** WHAT NEEDS TO BE DONE **
Write out the listing below exactly, and omit any images you find in it.

### DATA SUPPLIED

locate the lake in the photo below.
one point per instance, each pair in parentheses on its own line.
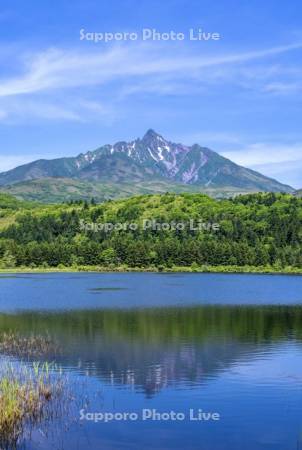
(223,346)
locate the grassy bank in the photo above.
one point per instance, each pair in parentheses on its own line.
(163,269)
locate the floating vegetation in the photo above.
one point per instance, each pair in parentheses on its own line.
(28,395)
(27,346)
(107,289)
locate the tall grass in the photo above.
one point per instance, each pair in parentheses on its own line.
(29,393)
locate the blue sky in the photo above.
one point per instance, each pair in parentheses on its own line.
(239,95)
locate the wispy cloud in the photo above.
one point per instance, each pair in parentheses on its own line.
(56,69)
(63,84)
(265,153)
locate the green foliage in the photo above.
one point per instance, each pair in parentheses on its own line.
(260,230)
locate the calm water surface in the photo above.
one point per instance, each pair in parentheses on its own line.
(230,344)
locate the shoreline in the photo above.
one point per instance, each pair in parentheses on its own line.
(175,269)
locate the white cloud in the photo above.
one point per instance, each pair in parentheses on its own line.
(265,153)
(56,69)
(8,162)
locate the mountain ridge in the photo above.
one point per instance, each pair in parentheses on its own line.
(150,158)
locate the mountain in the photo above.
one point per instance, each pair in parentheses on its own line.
(150,159)
(58,190)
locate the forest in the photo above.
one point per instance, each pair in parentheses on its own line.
(256,230)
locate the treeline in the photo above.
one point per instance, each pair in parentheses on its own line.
(255,230)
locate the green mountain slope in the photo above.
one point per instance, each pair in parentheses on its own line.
(59,190)
(151,158)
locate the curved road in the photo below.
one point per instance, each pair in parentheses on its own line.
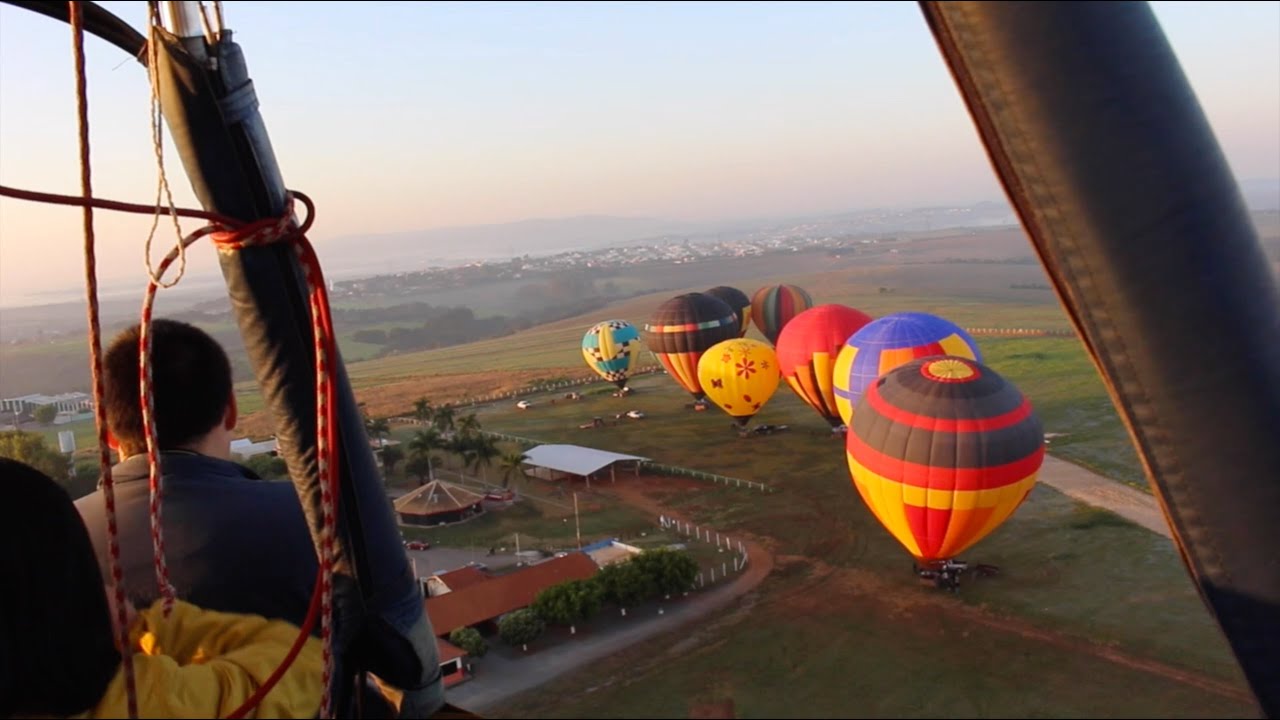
(504,677)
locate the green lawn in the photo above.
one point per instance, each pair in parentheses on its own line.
(1079,572)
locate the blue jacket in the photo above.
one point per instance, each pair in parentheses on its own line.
(233,542)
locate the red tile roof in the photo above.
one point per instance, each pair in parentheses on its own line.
(501,595)
(464,578)
(448,651)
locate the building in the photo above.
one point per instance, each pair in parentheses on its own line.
(246,447)
(611,552)
(67,402)
(438,504)
(451,661)
(560,461)
(481,604)
(452,580)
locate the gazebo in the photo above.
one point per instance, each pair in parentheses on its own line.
(438,504)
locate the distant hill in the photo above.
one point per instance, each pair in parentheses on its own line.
(452,245)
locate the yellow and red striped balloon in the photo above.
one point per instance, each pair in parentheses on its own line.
(942,450)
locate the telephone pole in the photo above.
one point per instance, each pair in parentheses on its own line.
(577,527)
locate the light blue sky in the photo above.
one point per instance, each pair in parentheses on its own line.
(403,115)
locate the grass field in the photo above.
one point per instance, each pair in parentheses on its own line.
(1078,574)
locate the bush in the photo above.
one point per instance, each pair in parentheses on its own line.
(568,604)
(470,641)
(520,627)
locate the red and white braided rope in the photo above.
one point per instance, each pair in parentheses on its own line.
(95,336)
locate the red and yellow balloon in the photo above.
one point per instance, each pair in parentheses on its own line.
(942,450)
(808,347)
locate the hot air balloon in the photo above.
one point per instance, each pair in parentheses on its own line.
(612,349)
(773,306)
(807,354)
(739,376)
(890,341)
(942,450)
(739,301)
(685,327)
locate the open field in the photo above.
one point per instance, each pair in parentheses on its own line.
(1083,593)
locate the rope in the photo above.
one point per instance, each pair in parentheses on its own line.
(95,338)
(158,146)
(228,236)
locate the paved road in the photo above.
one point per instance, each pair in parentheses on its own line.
(428,561)
(503,673)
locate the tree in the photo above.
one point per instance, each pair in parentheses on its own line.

######

** SOLUTION TO THE PROBLEM **
locate the lake in the photo below.
one point per instance, each pair in parentheses on its own line.
(223,346)
locate the grassy bank in the photo above.
one point per instance, each pair in parentheses on its own line.
(163,269)
locate the floating vegetation in the photo above.
one point per instance, each pair in parentheses on its own line.
(28,395)
(27,346)
(107,289)
locate the tall grass in the photo above.
one point per instance, each pair in parentheses on its own line.
(29,393)
locate the blue sky in the photo above.
one point per instance, each pair in parentheses on its own line.
(239,95)
locate the wispy cloud in the photo above.
one point per instance, each pair in parentheses on its own line.
(56,69)
(63,84)
(265,153)
locate the green foliage in the photo above.
one point per instance, each pair in parentheses on its own line.
(260,230)
locate the calm water surface in the photo above.
one point per instance, each pair in parentheses on its own line.
(230,344)
locate the shoreline in the photo above.
one point per instance, each pair in parentheses on its own line.
(175,269)
locate the white cloud in the photo above.
one point per instance, each pair in parentheses on its own line.
(265,153)
(56,69)
(8,162)
locate the mountain ridge in the photo above.
one point per instance, each pair in parentheses on its own line.
(150,158)
locate the mountain in the photo above.
one point per instance, each pair in parentheses on its own line.
(150,159)
(58,190)
locate the forest in the photo above.
one point per instance, each pair in parentheses on its own line.
(256,230)
locate the treeline in the photo above.
one point per instance, each pair in parentheses on its own line.
(255,230)
locate the green mountain slope in the photo above.
one point per instance, each pair in parentheses on its own line.
(59,190)
(151,158)
locate the curved road in the photo below.
one point per instance, each pair in parentheses on its own line.
(504,677)
locate the green lawn in the photo above.
one point per instance, each pair in parentheses on its own line.
(1079,572)
locate the blue jacket in the photo above.
one point per instance, each pair in parentheses on its own line.
(233,542)
locate the red tile roof in the photo above.
one point per instance, each pair in parentheses on its own line.
(501,595)
(464,578)
(448,651)
locate the building in the photo above.
one point per instance, each pair in parentheses on its own line.
(246,447)
(611,552)
(67,402)
(438,504)
(451,661)
(560,461)
(481,604)
(452,580)
locate the gazebo in the photo above.
one point per instance, each pair in parentheses on its own line.
(438,504)
locate the distant hill in the photo above.
one point per instance, each pair in parentheses on its own line.
(452,245)
locate the yellow and red striped balloon in the photo above.
one point per instance, each pair in parentheses on its own line.
(942,450)
locate the telephone pole in the photo above.
one point per instance, each pair in parentheses on its own line.
(577,527)
locate the light blue sky in the photo above.
one point per instance, each pair in parentheses on its own line.
(403,115)
locate the grass field in the photo above.
one point per instance, each pair in parentheses on its own line.
(1078,574)
locate the bush in the photo above.
one point per instance, each pair in parentheses on its own line.
(568,604)
(470,641)
(520,627)
locate the red and white braided rope in the photo above.
one point per instance, each pair in parentheses on its own line.
(95,336)
locate the red and yellow balloon in the photo above.
one point per instance, each pair in parentheses on its own line.
(942,450)
(808,347)
locate the hot air balloon in the photo above.
one point per instance, each pair in parentheses on its own line.
(612,349)
(773,306)
(807,354)
(739,376)
(890,341)
(942,450)
(739,301)
(685,327)
locate the open field in the photo above.
one point per instance, each pair in parentheses on its own line.
(1083,593)
locate the rope in the photo above.
one point per instance, each pair in parentheses on its own line.
(95,338)
(158,146)
(228,236)
locate the paved road in the photo above.
one point per instance, each pair in parentheses on its own line.
(428,561)
(503,673)
locate the tree in the photo above.
one point per instance, each pair in parentheses on its own line.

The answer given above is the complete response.